**Tareas por resolver**
a – Pasa al inglés esta oración del texto sobre la escuela: "Paula Clavería tiene dieciocho años, vive en La Greda, a un par de cuadras de la escuela antigua."
b – Según la tabla del huerto que aparece en el texto sobre la escuela, ¿qué cultivos van en almácigos en octubre? Nómbralos todos.
c – Sigue escribiendo el texto sobre la escuela a partir de su última oración.

**Texto proporcionado**

En el fondo de la escuela, en la pandereta que colinda con un terreno en donde hay maquinaria pesada, a unos metros de lo que fue la cocina y el comedor, hay un pequeño cuarto de madera y ladrillo que se utilizaba para reciclar desechos. Hay un mural pintado, una cordillera con las cumbres nevadas por donde desciende un arroyo celeste en medio de praderas verdes y, en las paredes de los costados, desiertos en donde aparecen algunas flores rojas y amarillas bajo un cielo de nubes blancas. Por fuera, a un costado del cuarto de reciclaje, hay un techo de zinc sostenido por cerchas de madera, un huerto del que queda una tabla con las fechas de siembra:

Septiembre > Siembra directa: Betarraga – Melón – Sandía – Zapallo – Calabaza – Alcayota – Perejil – Pepino ensalada – Porotos verdes – Rabanito – Zapallo italiano – Acelga – Alcachofa. 

Octubre > Almácigos: Ají – Apio – Coliflor – Lechuga – Pimentón – Repollo. 

—Lo que más recuerdo era ese huerto —cuenta Paula Clavería—, cuando cultivamos hartas cosas. El colegio ahora lo ocupan para hacer actividades, está todo destruido, la misma gente de aquí se ha robado las cosas. Los más jóvenes se van a tomar justo atrás del colegio donde hay un árbol que tapa todo y no se ve para ningún lado, ni para la calle, ni por el lado de la entrada, ni por atrás. 

Paula Clavería tiene dieciocho años, vive en La Greda, a un par de cuadras de la escuela antigua. Alcanzó a estudiar en los containers y en la nueva escuela hasta que se graduó en octavo básico. En las movilizaciones posteriores a las intoxicaciones, Paula se encontraba embarazada; en su vientre, sus compañeros le escribieron “No más industrias”.

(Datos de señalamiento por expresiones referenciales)
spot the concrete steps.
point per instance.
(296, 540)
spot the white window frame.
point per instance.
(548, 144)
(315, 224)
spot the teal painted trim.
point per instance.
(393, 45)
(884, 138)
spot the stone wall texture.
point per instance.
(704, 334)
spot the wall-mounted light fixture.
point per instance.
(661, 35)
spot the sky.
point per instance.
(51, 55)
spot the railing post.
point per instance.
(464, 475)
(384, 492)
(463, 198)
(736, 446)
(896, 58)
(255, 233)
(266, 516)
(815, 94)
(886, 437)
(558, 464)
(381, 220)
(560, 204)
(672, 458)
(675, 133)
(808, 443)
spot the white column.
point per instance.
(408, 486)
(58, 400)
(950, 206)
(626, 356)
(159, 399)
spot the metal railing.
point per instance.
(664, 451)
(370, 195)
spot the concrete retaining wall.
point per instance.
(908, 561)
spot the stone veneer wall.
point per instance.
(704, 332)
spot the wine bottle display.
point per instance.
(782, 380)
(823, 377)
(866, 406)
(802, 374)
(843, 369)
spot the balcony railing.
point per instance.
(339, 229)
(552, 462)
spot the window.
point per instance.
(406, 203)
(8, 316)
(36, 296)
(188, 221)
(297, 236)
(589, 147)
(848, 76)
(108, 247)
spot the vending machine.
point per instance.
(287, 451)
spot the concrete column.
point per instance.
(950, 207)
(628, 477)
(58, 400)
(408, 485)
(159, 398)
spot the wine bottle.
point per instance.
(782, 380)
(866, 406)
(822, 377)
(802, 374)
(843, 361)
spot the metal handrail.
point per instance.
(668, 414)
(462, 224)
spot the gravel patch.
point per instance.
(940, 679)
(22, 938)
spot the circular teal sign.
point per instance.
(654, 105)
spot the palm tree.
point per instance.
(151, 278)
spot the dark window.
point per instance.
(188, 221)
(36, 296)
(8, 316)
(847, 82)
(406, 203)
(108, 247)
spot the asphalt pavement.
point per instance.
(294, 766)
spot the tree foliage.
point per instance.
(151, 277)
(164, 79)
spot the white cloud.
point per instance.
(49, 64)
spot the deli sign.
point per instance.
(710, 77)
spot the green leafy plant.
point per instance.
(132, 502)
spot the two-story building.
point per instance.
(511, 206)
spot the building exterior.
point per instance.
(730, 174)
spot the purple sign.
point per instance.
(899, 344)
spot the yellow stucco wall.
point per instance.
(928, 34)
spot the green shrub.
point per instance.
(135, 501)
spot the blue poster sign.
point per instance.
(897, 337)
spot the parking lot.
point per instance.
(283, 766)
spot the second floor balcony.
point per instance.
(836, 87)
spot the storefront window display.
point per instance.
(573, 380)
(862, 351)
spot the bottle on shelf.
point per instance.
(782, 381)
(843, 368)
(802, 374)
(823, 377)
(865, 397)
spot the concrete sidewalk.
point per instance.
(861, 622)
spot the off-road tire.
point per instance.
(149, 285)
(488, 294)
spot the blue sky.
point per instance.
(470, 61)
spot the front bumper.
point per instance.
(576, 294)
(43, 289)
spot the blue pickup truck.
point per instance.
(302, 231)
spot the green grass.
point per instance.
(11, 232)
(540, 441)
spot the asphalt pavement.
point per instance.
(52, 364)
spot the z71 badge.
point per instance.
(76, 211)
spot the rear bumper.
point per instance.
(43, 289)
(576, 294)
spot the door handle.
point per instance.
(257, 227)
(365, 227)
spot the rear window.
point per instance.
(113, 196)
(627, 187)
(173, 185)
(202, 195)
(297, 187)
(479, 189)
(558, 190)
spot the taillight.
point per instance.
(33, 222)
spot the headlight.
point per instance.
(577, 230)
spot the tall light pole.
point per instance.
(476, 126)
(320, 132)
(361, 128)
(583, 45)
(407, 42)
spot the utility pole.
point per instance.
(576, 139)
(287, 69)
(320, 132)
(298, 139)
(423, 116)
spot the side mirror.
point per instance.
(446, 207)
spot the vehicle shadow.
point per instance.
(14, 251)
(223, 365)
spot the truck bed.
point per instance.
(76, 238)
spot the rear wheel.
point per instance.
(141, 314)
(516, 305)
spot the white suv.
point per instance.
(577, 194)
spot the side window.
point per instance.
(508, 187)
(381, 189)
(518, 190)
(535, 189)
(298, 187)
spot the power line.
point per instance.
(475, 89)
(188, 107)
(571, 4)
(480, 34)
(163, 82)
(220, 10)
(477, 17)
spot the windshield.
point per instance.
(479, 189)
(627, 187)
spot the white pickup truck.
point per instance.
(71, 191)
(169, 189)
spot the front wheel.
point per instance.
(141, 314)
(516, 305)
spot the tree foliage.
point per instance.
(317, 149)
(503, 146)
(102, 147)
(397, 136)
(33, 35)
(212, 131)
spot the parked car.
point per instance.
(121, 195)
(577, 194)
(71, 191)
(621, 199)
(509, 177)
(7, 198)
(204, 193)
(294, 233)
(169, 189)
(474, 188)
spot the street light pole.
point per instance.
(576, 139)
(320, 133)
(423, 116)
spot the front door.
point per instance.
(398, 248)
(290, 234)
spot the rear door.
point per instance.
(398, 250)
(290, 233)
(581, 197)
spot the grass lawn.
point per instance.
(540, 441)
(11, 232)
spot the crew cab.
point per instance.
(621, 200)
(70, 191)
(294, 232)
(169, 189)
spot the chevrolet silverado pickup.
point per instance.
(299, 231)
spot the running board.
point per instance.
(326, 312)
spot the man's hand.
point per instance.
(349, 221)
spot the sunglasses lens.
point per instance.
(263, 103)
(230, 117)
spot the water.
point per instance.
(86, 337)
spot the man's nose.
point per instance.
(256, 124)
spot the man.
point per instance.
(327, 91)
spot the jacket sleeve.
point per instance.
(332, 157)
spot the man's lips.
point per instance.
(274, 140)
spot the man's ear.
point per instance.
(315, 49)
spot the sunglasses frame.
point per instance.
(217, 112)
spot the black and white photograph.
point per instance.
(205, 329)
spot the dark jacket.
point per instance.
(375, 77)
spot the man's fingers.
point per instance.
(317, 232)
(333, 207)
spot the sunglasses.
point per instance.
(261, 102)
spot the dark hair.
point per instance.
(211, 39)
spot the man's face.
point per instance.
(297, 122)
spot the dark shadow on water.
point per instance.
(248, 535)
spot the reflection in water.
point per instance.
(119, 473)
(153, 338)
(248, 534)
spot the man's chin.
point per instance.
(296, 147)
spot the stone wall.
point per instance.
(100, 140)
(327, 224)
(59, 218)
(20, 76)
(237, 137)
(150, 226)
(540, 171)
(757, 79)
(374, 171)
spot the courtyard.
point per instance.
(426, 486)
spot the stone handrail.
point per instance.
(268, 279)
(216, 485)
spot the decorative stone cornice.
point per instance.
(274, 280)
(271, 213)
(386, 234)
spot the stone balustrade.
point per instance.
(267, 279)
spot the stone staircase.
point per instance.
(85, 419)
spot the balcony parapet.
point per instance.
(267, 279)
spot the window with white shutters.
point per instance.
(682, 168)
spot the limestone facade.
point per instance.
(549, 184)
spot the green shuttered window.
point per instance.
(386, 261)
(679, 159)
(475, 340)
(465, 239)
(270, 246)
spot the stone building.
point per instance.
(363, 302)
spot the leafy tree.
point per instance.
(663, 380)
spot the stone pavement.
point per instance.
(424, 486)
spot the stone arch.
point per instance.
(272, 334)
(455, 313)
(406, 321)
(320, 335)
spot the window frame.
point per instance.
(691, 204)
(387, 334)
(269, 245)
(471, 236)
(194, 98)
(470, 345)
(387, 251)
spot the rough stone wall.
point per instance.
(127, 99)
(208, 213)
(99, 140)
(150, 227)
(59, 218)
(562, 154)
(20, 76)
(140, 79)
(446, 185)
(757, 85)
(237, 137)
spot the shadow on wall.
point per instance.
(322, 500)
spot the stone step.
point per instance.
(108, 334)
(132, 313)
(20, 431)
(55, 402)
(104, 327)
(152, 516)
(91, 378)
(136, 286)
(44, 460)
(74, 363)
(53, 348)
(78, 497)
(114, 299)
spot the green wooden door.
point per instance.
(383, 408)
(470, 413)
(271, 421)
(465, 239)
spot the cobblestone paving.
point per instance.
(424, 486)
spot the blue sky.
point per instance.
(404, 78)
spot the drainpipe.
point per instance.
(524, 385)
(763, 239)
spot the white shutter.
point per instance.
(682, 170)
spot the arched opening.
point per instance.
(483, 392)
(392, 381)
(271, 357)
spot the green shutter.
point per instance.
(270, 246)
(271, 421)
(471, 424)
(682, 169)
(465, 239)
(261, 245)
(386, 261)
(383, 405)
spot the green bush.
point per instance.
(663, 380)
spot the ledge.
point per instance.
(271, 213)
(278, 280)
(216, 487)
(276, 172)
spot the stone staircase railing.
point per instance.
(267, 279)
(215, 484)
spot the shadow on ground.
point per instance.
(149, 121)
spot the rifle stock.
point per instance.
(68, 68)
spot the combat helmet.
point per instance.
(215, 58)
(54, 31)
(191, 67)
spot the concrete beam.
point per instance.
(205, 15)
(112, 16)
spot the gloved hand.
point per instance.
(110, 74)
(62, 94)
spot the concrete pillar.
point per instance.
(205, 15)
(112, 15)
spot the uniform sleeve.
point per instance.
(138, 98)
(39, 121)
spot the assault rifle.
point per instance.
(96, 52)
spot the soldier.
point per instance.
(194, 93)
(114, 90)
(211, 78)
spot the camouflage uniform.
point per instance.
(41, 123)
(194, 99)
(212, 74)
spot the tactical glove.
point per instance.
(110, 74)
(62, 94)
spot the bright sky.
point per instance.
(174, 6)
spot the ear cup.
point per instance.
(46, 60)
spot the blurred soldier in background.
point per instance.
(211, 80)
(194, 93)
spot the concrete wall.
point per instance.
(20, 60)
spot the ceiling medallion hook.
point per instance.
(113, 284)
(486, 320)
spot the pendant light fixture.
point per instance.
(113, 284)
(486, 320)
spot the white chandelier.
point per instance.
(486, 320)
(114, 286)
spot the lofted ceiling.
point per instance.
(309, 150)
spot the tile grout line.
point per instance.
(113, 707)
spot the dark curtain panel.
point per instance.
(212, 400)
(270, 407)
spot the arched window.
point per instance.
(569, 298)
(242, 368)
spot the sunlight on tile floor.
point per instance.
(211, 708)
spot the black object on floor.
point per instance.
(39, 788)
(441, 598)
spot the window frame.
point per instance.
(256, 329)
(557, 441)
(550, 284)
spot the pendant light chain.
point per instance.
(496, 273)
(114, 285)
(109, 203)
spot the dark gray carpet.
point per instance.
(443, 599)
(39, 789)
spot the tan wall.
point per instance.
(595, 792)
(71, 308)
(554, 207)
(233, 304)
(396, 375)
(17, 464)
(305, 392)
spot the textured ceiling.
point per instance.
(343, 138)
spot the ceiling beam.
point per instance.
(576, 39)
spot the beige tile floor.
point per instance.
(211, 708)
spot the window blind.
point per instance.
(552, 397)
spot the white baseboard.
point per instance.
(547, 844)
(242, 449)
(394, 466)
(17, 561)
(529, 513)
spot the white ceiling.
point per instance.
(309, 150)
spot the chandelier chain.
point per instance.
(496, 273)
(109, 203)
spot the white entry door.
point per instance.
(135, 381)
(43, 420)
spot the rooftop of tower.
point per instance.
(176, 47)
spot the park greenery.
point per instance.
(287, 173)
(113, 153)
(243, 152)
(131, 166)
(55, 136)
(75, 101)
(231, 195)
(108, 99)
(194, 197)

**Respuestas**
a – Paula Clavería is eighteen years old and lives in La Greda, a couple of blocks from the old school.

b – Ají, apio, coliflor, lechuga, pimentón y repollo.

c –
—Yo tuve a mi hija hospitalizada por los gases cuando tenía ocho meses. Un día hubo un olor muy fuerte. Me acuerdo de que iba al consultorio para llevarla a hacerse los exámenes que se hace por el asma y los médicos me dijeron que tenían que hospitalizarla. Estuvo hospitalizada catorce días y después me pidieron desde el mismo hospital si yo podía cambiarme de casa, irme a otro lugar donde no estuviera cerca de las empresas, porque a ella le hacía súper mal respirar esos aires. Pero nunca me cambié, y siempre que voy al hospital me dicen lo mismo: que ella sigue enfermándose por el lugar donde vivíamos. Todo lo que hizo que ella quedara hospitalizada fueron los olores que se sienten acá. Mi abuela siempre anda con dolores de cabeza y, bueno, los doctores le decían a mi mamá que debía irse de acá porque le afectaba más, porque ella respiraba ese aire malo. Ella tenía un cáncer, falleció.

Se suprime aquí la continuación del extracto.